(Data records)
§ §

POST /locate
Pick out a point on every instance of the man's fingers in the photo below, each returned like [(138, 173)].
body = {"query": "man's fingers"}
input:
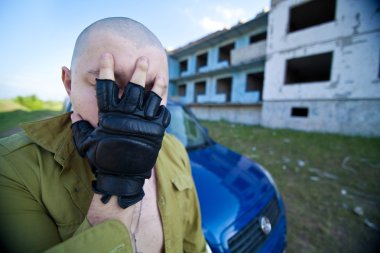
[(141, 70), (106, 67), (75, 117), (160, 86)]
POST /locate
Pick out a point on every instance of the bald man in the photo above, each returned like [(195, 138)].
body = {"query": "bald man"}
[(48, 178)]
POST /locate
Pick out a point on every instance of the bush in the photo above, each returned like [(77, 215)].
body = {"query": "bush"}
[(31, 102)]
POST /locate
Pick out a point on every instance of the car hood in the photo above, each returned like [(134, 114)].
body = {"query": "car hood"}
[(228, 186)]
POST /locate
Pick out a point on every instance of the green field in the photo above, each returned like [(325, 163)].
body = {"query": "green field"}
[(12, 114), (330, 184)]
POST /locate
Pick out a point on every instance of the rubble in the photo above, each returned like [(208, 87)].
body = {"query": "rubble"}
[(358, 210)]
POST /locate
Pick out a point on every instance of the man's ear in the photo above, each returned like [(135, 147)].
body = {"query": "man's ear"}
[(66, 79)]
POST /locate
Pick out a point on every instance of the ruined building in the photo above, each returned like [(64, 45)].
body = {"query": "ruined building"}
[(306, 65)]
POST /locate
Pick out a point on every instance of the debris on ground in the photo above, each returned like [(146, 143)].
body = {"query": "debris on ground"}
[(286, 159), (358, 210), (329, 175), (314, 178), (301, 163), (345, 164), (315, 170), (370, 224)]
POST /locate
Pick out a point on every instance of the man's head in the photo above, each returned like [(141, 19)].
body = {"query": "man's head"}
[(127, 41)]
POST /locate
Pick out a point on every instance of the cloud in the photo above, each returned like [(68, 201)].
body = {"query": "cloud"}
[(230, 14), (210, 24), (224, 17)]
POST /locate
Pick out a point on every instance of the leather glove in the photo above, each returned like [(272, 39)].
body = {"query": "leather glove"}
[(124, 147)]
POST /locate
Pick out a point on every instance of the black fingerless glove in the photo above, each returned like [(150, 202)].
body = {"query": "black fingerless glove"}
[(124, 147)]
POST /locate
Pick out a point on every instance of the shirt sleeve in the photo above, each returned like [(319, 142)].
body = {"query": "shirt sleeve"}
[(194, 240), (27, 227)]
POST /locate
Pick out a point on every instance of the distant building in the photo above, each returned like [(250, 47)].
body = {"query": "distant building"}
[(306, 65)]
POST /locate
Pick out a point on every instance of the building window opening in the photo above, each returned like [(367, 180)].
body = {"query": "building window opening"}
[(302, 112), (183, 66), (255, 82), (200, 89), (182, 90), (314, 68), (225, 53), (311, 13), (257, 37), (202, 60), (224, 86)]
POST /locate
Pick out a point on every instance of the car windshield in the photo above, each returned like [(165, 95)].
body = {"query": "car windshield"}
[(186, 128)]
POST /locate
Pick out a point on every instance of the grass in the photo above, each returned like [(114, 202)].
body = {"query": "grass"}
[(323, 178), (12, 114)]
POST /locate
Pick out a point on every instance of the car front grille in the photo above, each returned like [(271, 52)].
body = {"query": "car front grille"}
[(250, 238)]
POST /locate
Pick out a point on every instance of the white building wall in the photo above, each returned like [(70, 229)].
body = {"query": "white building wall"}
[(350, 101)]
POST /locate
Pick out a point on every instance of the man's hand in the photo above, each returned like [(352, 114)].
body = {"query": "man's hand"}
[(124, 147)]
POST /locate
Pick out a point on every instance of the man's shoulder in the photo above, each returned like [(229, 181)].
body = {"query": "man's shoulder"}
[(14, 142)]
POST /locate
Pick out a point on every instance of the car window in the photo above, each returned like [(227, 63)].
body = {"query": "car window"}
[(185, 127)]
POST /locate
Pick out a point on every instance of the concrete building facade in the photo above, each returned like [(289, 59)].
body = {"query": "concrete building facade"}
[(221, 75), (307, 65)]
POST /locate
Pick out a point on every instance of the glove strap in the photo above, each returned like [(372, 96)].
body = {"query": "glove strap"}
[(128, 190)]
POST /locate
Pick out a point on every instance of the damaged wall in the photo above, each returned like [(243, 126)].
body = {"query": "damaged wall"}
[(349, 101)]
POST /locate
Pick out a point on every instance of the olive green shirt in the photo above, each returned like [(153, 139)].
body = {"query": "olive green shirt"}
[(45, 192)]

§ §

Write out everything from the first line of the items down to the line containing "[(12, 114), (330, 184)]", including both ends. Leave the pictures out of your answer.

**Answer below:**
POST /locate
Pick out a point on every instance of the man's fingers in the photo below, each returned like [(138, 173)].
body = {"query": "man's fingers"}
input:
[(141, 70), (106, 67), (75, 117), (160, 86)]
POST /locate
Pick out a point on every instance of the bald man in the photo above, each returned like [(195, 138)].
body = {"query": "bald man"}
[(48, 178)]
POST /locate
Pick out a point on every instance of the bush in the photo above, each returned like [(77, 215)].
body = {"query": "bush"}
[(31, 102)]
POST /locate
Pick out a point on every instance of the car hood in the photo above, each returned like [(134, 114)].
body = {"query": "car hood"}
[(228, 186)]
POST /locate
Pick out a point on every instance of the green field in the photo above, each returned like [(325, 163)].
body = {"query": "green field"}
[(12, 114), (330, 184)]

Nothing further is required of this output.